◆ **Requirement**
Rewrite the rows below, replacing "tree" with "car" and leaving everything else unchanged.

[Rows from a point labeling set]
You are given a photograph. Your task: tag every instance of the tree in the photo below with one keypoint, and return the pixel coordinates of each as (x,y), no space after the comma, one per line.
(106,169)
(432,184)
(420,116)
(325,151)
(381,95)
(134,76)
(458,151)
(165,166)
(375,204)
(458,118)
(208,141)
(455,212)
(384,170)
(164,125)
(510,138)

◆ **Response to the task**
You are given a photograph. Your task: tag every instance of the car in the photo below with one keypoint, and return the pixel coordinates of each as (x,y), no space after the comma, one per line.
(106,169)
(432,184)
(420,116)
(325,151)
(381,95)
(134,76)
(458,151)
(165,166)
(375,204)
(458,118)
(208,141)
(455,212)
(384,170)
(164,125)
(510,138)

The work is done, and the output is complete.